— start Task input —
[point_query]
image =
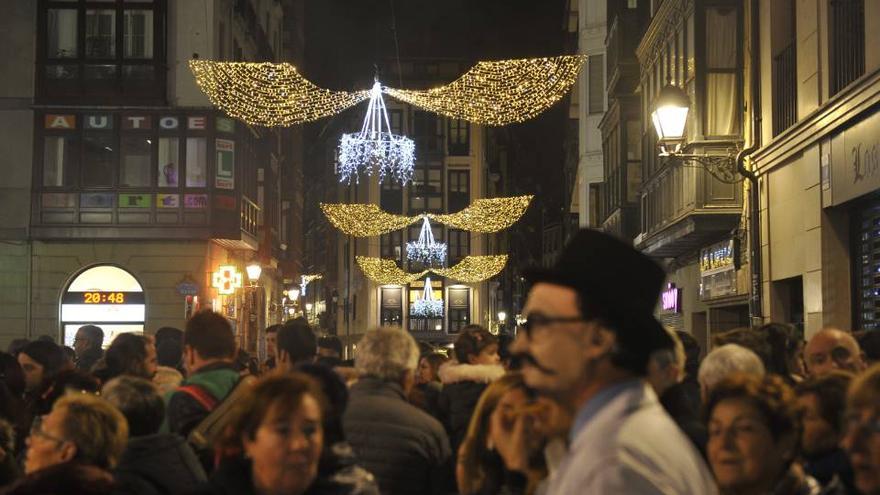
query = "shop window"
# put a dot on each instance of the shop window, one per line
(169, 162)
(459, 309)
(196, 162)
(458, 137)
(136, 161)
(60, 160)
(722, 95)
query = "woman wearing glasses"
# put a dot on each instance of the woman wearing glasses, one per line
(73, 448)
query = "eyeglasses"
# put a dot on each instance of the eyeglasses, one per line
(37, 429)
(536, 320)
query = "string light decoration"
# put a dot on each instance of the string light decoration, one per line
(490, 93)
(427, 306)
(364, 220)
(500, 93)
(376, 148)
(267, 94)
(305, 280)
(386, 272)
(471, 269)
(486, 216)
(426, 250)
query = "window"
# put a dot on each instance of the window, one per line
(136, 161)
(138, 34)
(97, 165)
(60, 160)
(196, 162)
(597, 83)
(847, 37)
(459, 309)
(62, 39)
(100, 33)
(722, 95)
(459, 190)
(784, 74)
(168, 164)
(458, 137)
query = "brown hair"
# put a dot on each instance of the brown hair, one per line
(474, 457)
(770, 395)
(864, 391)
(98, 429)
(277, 392)
(472, 341)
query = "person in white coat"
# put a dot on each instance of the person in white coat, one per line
(588, 335)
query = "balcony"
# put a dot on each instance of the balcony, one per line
(684, 208)
(230, 221)
(620, 44)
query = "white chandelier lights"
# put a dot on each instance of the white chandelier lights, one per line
(375, 149)
(427, 306)
(426, 250)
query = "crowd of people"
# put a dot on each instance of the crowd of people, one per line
(592, 396)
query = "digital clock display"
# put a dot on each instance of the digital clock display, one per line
(103, 297)
(92, 297)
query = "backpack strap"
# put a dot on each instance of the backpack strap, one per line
(200, 395)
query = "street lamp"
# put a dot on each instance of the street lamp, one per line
(670, 118)
(254, 270)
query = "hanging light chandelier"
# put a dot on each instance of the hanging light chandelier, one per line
(375, 149)
(426, 250)
(427, 306)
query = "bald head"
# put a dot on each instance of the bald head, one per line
(833, 349)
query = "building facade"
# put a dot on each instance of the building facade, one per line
(127, 190)
(818, 162)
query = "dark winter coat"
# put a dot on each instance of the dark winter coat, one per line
(158, 464)
(185, 412)
(89, 357)
(404, 447)
(677, 403)
(68, 478)
(340, 474)
(232, 477)
(463, 384)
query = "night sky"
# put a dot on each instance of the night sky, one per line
(345, 39)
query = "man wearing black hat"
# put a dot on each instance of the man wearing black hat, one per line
(588, 336)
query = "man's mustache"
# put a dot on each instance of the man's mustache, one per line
(525, 357)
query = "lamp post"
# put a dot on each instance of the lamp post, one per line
(670, 118)
(254, 270)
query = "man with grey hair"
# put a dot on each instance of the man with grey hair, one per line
(404, 447)
(723, 361)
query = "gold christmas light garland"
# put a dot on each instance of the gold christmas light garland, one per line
(490, 93)
(484, 216)
(364, 220)
(501, 92)
(471, 269)
(268, 94)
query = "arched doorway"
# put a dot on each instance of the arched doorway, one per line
(106, 296)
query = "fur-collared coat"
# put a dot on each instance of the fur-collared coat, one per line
(462, 386)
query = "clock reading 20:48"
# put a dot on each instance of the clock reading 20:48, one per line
(103, 297)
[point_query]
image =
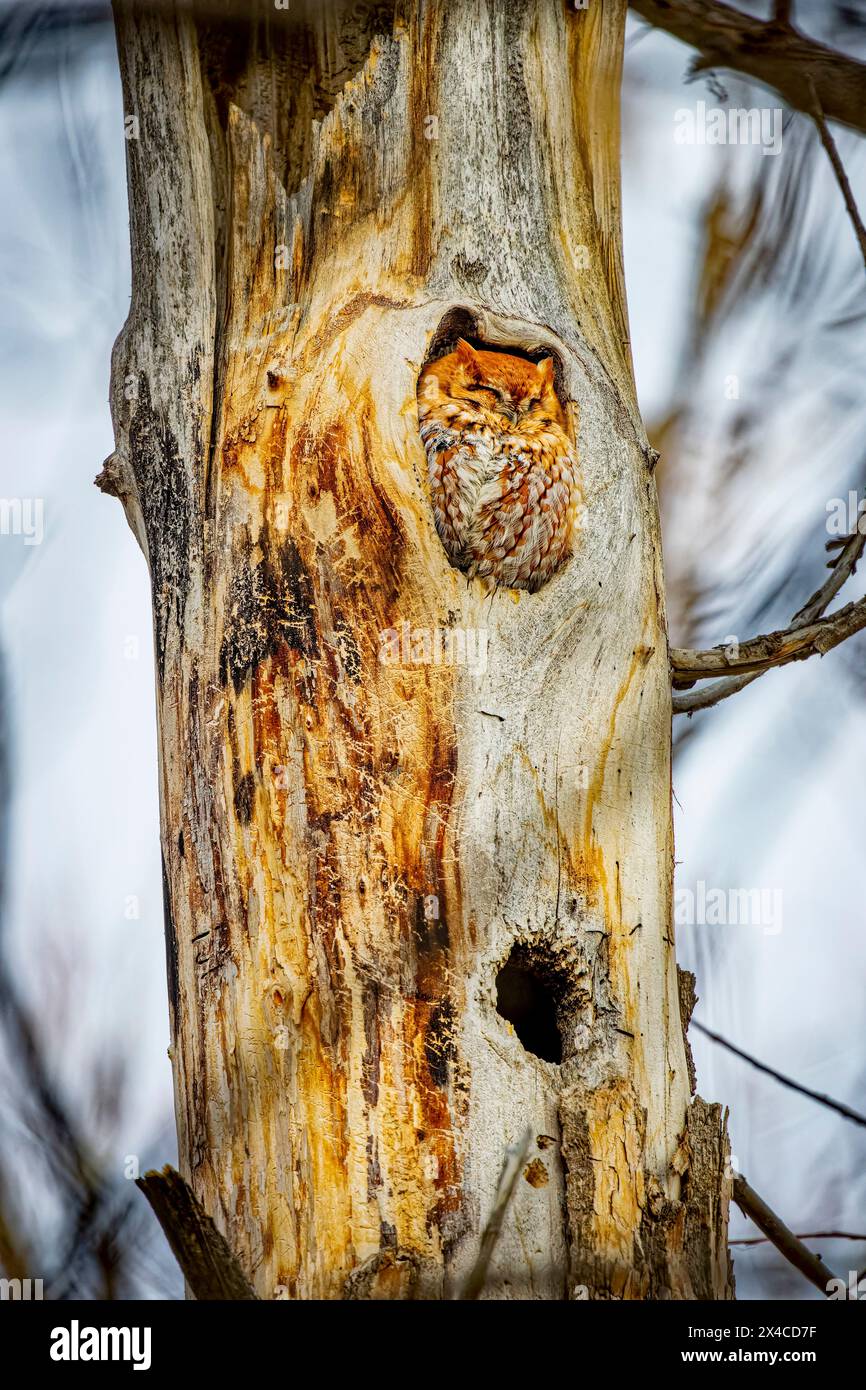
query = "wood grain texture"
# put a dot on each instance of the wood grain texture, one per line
(355, 845)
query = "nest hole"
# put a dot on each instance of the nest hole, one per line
(528, 997)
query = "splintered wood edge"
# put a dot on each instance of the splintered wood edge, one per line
(203, 1254)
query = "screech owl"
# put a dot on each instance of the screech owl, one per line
(502, 470)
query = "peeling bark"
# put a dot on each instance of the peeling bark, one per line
(356, 847)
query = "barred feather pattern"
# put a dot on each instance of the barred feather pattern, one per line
(505, 488)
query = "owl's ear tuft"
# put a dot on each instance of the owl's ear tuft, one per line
(466, 356)
(545, 371)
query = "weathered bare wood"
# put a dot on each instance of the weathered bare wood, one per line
(355, 847)
(200, 1250)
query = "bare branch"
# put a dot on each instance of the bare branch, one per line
(774, 54)
(806, 1235)
(777, 1233)
(711, 694)
(202, 1251)
(762, 653)
(843, 567)
(784, 1080)
(833, 154)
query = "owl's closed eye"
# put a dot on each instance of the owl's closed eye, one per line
(502, 469)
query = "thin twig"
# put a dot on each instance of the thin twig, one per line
(784, 1080)
(515, 1158)
(203, 1254)
(806, 1235)
(776, 54)
(833, 154)
(762, 653)
(777, 1233)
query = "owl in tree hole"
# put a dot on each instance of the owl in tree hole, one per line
(502, 470)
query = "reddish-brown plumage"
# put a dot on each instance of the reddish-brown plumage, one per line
(502, 470)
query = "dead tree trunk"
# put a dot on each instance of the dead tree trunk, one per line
(363, 819)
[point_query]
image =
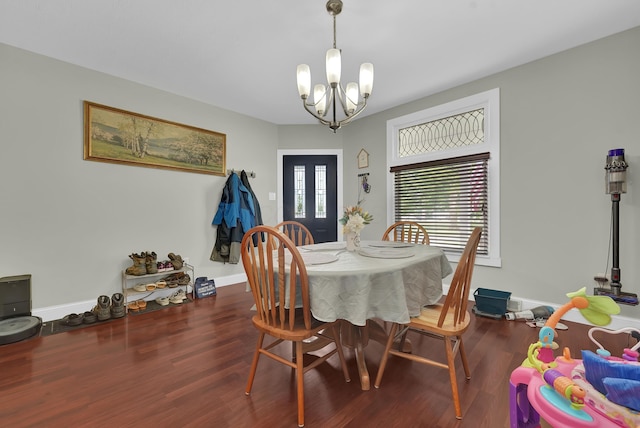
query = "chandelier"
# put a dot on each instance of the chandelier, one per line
(326, 98)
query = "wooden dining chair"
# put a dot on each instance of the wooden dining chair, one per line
(296, 231)
(446, 321)
(278, 277)
(406, 231)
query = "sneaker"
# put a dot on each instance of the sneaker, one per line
(117, 305)
(140, 287)
(178, 297)
(102, 308)
(163, 301)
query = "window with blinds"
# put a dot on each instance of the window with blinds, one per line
(448, 197)
(445, 173)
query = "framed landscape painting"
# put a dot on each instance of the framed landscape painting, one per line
(119, 136)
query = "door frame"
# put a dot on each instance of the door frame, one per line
(312, 152)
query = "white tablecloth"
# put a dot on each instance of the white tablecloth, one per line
(356, 287)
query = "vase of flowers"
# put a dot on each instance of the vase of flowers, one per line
(353, 221)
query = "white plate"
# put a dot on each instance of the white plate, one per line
(390, 244)
(326, 246)
(385, 253)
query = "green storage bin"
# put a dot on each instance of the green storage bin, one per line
(491, 302)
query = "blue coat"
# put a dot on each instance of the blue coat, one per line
(235, 216)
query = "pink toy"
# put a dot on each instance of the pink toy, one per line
(555, 388)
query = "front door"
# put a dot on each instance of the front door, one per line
(310, 194)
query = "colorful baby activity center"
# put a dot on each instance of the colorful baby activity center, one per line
(598, 390)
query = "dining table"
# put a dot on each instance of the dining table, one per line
(379, 281)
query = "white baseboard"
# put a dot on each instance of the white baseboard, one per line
(617, 321)
(56, 312)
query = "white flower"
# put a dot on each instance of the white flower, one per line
(355, 224)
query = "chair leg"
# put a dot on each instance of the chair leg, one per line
(343, 362)
(385, 355)
(463, 357)
(300, 382)
(254, 364)
(452, 376)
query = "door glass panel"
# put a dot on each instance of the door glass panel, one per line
(321, 191)
(299, 190)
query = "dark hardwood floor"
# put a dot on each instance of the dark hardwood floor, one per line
(187, 366)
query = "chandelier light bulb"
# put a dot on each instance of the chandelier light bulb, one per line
(304, 80)
(320, 99)
(366, 79)
(352, 97)
(334, 67)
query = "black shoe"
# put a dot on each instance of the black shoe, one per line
(72, 319)
(89, 317)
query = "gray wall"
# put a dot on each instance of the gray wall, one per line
(71, 223)
(559, 117)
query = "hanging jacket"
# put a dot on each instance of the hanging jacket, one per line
(258, 217)
(236, 215)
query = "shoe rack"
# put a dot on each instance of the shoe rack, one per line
(151, 293)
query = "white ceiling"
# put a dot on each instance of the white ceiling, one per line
(242, 54)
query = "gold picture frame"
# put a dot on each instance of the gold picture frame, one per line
(123, 137)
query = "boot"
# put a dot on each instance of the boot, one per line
(176, 261)
(138, 267)
(151, 262)
(102, 308)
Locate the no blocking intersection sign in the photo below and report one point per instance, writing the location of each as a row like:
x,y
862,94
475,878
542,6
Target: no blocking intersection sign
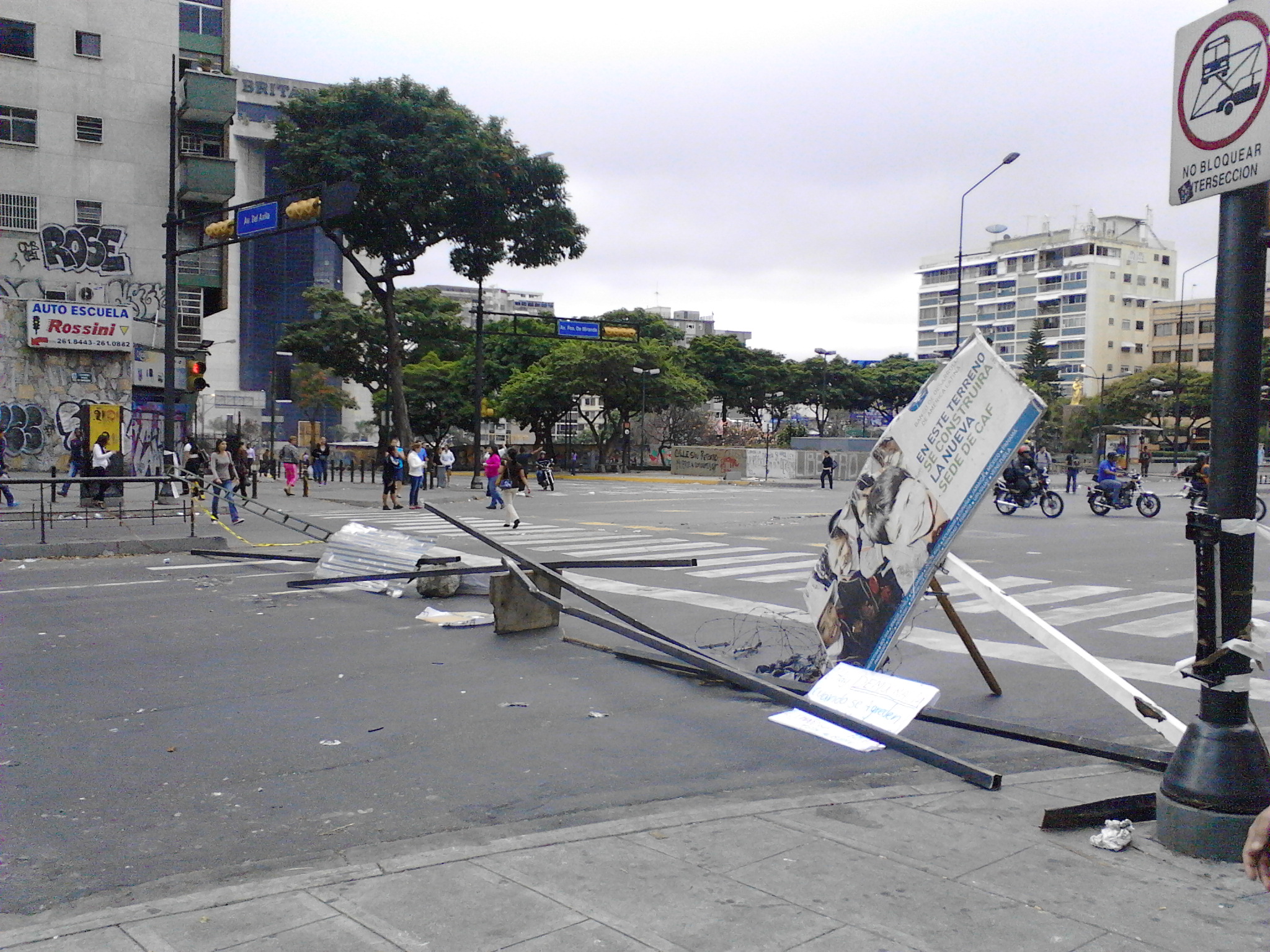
x,y
1221,131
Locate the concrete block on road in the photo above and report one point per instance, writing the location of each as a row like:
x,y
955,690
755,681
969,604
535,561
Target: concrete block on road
x,y
516,610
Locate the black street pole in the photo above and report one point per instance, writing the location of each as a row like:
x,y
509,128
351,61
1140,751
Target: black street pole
x,y
1220,776
169,293
479,382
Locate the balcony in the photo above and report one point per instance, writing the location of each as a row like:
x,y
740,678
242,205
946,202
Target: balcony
x,y
207,97
205,179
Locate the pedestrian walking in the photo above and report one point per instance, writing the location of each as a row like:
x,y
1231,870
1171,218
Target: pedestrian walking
x,y
493,467
321,456
76,460
827,466
393,466
291,460
4,471
223,474
513,483
417,469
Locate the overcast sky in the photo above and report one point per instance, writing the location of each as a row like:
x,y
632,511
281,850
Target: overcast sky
x,y
784,167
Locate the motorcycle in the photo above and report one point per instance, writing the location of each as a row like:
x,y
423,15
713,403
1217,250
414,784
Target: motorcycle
x,y
1009,501
1132,494
1197,496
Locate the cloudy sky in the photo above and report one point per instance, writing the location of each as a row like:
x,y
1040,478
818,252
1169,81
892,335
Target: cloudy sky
x,y
784,167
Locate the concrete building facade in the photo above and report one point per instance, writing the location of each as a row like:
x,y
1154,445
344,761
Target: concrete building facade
x,y
1090,289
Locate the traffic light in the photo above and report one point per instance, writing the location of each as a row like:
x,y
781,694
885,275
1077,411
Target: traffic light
x,y
195,381
305,209
220,230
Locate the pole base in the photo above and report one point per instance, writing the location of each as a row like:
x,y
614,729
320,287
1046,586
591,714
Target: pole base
x,y
1203,834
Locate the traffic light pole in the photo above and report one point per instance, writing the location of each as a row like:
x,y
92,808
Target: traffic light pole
x,y
1220,776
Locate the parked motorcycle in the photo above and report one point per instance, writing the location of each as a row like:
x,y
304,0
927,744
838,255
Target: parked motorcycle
x,y
1132,494
1009,501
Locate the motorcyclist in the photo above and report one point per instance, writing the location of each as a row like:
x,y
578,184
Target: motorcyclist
x,y
1021,474
1106,478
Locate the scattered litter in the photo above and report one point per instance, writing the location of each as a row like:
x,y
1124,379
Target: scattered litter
x,y
1114,835
455,620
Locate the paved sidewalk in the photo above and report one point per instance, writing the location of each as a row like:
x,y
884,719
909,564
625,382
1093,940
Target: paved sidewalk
x,y
936,867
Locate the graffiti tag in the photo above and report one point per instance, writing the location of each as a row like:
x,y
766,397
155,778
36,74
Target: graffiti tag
x,y
86,248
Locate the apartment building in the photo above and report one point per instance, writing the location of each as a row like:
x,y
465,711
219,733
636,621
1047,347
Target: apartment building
x,y
1089,288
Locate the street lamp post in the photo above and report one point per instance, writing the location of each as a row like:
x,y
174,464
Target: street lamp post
x,y
643,402
961,243
825,385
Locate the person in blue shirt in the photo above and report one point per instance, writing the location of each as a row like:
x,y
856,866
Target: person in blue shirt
x,y
1108,472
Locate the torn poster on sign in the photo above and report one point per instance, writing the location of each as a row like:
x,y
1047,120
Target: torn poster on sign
x,y
922,482
881,700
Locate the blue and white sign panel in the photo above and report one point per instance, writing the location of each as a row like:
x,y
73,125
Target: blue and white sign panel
x,y
578,329
257,219
926,475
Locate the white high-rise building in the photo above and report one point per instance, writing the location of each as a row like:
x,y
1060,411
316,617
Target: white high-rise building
x,y
1090,289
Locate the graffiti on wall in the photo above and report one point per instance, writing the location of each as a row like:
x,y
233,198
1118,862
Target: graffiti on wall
x,y
84,248
23,426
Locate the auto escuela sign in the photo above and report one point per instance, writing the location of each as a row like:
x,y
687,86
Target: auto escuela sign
x,y
71,327
1221,136
923,479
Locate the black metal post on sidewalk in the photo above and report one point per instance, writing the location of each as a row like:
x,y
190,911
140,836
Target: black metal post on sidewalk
x,y
1220,777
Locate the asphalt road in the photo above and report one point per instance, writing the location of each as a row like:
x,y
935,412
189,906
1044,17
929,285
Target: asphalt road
x,y
167,721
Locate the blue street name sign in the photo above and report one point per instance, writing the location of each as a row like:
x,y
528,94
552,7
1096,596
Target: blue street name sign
x,y
578,329
257,219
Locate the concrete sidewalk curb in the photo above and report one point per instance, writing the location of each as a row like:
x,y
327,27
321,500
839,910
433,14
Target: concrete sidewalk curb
x,y
491,843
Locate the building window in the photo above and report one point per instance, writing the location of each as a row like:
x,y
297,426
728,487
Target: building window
x,y
19,213
18,38
88,128
202,18
88,213
88,43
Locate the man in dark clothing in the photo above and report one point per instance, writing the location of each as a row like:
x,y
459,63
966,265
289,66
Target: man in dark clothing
x,y
827,466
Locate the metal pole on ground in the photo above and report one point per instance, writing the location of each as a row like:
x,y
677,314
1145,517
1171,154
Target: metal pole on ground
x,y
1220,777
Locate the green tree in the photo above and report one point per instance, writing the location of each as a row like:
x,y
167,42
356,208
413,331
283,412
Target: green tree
x,y
313,391
351,338
892,384
437,397
431,172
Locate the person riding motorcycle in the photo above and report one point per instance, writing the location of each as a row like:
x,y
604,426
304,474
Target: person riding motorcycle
x,y
1106,478
1023,474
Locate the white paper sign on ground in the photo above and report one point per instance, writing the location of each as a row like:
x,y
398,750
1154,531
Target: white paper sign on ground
x,y
923,479
881,700
1221,133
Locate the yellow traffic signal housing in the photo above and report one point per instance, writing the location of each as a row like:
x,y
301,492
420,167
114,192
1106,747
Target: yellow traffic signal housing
x,y
304,209
220,230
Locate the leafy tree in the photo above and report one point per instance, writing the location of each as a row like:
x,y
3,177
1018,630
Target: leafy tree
x,y
438,398
313,391
892,384
430,170
351,338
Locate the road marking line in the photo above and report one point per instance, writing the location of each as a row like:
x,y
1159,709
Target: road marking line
x,y
1041,597
97,586
1044,658
1114,606
745,569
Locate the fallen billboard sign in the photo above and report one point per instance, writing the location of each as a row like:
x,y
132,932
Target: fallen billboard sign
x,y
925,477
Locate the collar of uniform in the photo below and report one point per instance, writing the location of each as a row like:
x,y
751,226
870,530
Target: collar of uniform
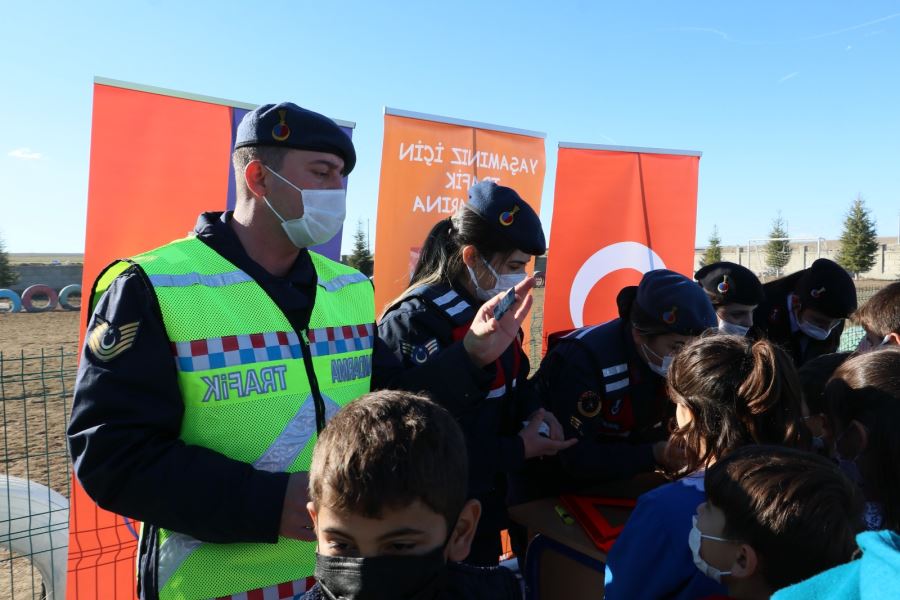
— end Task input —
Pull out every line of the entries above that contains the word "with", and list each one as a separate line.

query = "man with grey hair"
# put a dot on each instance of the man with grey hair, one per line
query = "window with blinds"
# put a dot on each instance of the window with blinds, one per line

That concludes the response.